== Segment start ==

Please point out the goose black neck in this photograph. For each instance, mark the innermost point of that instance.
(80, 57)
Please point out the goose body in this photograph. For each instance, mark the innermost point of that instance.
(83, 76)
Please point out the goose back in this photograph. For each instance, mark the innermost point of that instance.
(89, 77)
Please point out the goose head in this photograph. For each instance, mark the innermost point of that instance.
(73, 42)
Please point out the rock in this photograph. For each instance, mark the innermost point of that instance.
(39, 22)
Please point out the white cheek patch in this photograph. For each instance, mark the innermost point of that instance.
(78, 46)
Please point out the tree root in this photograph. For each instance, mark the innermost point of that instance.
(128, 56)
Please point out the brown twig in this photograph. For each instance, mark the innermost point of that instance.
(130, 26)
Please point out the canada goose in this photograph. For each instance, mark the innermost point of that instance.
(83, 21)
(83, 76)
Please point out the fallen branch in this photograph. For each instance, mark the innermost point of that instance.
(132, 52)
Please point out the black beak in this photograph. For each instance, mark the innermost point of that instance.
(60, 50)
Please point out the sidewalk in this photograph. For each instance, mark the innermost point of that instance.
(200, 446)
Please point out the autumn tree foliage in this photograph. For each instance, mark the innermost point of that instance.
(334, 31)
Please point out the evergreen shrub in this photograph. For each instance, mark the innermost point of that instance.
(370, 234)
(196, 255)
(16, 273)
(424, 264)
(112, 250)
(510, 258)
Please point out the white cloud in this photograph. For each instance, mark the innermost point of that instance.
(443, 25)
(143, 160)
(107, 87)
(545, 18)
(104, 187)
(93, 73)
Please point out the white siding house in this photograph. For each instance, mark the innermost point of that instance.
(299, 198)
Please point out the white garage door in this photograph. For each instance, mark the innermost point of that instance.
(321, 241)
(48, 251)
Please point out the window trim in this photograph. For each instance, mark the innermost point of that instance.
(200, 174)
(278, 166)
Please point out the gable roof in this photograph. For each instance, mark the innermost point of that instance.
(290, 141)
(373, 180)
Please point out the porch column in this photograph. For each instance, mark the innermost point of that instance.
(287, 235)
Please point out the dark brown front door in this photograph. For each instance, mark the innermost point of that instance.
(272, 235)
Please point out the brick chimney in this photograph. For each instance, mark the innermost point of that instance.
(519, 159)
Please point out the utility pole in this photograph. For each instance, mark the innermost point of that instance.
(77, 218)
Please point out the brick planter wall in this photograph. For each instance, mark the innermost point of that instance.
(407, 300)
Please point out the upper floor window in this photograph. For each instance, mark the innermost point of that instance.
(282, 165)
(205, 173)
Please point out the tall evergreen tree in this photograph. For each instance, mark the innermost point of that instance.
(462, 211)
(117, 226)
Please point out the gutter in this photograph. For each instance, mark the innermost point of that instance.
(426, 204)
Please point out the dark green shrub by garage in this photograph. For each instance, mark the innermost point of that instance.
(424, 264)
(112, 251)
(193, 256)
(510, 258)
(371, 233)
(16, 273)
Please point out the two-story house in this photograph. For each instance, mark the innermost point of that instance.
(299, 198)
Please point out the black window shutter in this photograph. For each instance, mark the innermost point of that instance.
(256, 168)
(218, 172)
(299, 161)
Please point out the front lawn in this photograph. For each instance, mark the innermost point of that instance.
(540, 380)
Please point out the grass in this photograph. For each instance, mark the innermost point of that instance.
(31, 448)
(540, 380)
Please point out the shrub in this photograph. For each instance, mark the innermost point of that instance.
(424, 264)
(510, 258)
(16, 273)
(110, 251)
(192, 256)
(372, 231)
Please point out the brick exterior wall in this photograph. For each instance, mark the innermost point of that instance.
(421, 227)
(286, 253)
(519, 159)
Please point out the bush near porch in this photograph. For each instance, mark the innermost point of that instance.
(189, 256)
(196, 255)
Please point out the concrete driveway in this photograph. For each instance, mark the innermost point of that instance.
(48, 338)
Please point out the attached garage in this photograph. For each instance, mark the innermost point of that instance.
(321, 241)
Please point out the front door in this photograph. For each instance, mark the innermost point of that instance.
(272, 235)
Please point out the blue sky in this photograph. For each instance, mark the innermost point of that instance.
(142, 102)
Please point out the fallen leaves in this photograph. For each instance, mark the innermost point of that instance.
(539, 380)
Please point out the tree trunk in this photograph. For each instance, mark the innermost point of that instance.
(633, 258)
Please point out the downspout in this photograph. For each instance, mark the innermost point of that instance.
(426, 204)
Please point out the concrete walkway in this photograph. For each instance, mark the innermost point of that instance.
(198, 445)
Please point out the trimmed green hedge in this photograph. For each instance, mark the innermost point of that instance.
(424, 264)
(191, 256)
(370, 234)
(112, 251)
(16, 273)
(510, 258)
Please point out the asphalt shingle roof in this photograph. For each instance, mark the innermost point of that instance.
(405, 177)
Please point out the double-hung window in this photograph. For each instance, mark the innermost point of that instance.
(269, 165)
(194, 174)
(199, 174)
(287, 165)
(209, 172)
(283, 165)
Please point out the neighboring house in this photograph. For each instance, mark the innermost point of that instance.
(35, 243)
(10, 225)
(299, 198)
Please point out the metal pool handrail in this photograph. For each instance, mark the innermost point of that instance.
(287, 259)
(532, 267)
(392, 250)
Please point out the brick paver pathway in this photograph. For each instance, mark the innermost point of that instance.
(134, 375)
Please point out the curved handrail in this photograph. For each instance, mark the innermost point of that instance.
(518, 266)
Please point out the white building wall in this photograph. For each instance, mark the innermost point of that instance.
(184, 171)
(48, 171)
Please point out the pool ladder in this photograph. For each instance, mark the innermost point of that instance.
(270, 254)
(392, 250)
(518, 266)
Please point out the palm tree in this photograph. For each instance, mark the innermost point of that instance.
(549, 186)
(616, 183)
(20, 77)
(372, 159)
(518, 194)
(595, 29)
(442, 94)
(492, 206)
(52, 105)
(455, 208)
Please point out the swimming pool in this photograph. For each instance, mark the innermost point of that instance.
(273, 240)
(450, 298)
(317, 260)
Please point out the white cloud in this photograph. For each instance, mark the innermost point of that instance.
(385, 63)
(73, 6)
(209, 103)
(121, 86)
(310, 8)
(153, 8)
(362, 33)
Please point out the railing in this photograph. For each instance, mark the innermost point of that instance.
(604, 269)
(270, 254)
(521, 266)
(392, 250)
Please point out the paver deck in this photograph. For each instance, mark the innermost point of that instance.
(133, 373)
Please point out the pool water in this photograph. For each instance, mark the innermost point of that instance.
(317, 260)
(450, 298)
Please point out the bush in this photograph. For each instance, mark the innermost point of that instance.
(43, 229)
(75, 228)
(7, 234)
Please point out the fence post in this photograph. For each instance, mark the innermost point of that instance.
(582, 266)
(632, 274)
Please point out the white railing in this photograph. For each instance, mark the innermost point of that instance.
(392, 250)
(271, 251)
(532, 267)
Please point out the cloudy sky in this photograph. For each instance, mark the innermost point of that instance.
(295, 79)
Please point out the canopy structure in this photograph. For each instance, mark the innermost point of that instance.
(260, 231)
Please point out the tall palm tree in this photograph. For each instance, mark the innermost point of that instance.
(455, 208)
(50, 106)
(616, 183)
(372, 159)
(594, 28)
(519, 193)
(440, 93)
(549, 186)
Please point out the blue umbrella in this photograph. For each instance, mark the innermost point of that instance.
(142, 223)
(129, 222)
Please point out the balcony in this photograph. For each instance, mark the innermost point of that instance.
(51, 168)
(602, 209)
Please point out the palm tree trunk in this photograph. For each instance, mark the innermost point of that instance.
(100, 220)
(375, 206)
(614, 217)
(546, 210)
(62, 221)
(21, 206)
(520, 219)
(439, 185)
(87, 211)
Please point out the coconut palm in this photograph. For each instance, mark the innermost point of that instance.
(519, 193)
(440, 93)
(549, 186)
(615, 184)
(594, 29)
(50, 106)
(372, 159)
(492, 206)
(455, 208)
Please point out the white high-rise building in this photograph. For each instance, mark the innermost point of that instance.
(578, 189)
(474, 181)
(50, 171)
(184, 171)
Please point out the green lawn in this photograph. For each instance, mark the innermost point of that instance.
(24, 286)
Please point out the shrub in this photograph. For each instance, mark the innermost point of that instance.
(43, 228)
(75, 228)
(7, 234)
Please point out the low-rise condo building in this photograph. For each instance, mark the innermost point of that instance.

== Segment end ==

» **Your instructions**
Take the line that holds "Please point out the coconut" as the first line and the last line of the data as the final one. Retype everything between, both included, exactly.

» **Solved problem**
Please point out the coconut palm in this photograph. For each instance, mark the innermost point of that instance.
(519, 193)
(440, 93)
(549, 186)
(615, 184)
(594, 29)
(50, 106)
(372, 159)
(492, 206)
(455, 208)
Please point out the white high-rise building in this photograph. For each instance, mark the innermost point of that instance.
(578, 189)
(474, 181)
(50, 171)
(184, 171)
Please point out the green lawn in this photograph. For each instance, mark the innermost point of that instance.
(24, 286)
Please point out the shrub in this photograph. For each instance, mark the innermost point of that instance.
(43, 228)
(75, 228)
(7, 234)
Please point out the low-rise condo building in this photograph. For each instance, mark the innermost point of that instance.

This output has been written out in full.